• Input rows

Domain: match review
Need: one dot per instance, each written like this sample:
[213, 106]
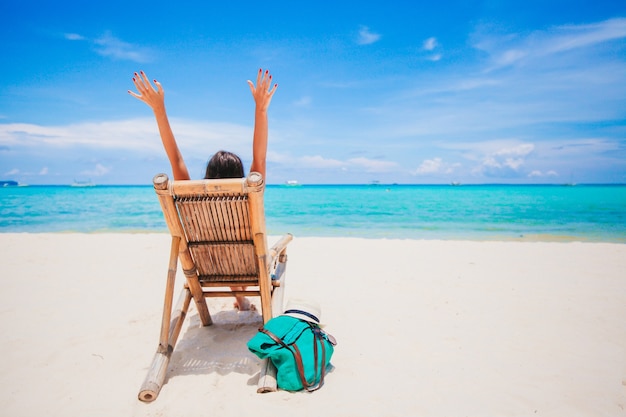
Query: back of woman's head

...

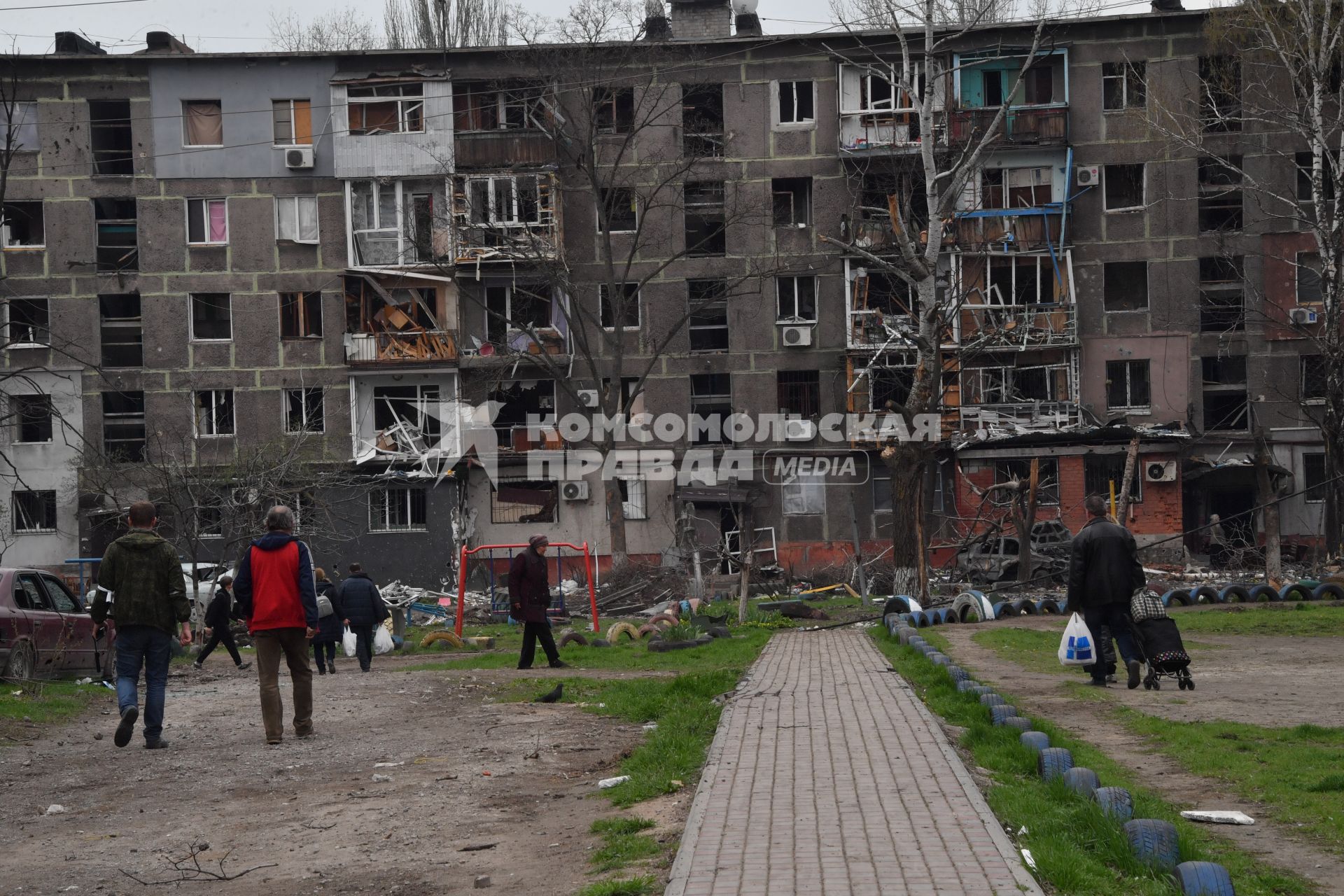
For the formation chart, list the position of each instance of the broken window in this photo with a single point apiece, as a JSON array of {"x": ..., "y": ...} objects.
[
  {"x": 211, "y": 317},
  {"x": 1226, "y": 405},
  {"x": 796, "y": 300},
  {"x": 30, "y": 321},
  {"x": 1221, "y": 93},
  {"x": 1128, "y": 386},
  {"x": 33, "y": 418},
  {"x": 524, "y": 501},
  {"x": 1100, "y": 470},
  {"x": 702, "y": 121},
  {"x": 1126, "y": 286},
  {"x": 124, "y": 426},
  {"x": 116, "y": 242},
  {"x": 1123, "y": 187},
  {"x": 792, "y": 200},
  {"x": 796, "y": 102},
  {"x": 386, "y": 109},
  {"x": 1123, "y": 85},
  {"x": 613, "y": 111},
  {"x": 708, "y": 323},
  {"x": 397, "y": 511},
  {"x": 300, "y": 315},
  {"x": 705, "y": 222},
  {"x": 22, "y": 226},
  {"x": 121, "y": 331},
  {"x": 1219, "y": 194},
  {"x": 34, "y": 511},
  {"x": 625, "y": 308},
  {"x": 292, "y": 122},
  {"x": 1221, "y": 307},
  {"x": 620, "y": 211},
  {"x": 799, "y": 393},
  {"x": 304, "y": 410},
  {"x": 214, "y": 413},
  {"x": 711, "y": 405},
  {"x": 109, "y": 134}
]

• Stated goal
Write out the listing word for word, from the line containing "Domain: match review" up to and including the line containing "Query: back of woman's head". Leave the picture out of your copy.

• Expected answer
Domain: match review
Need: one dot per instance, each written like this sample:
[213, 106]
Query: back of woman's head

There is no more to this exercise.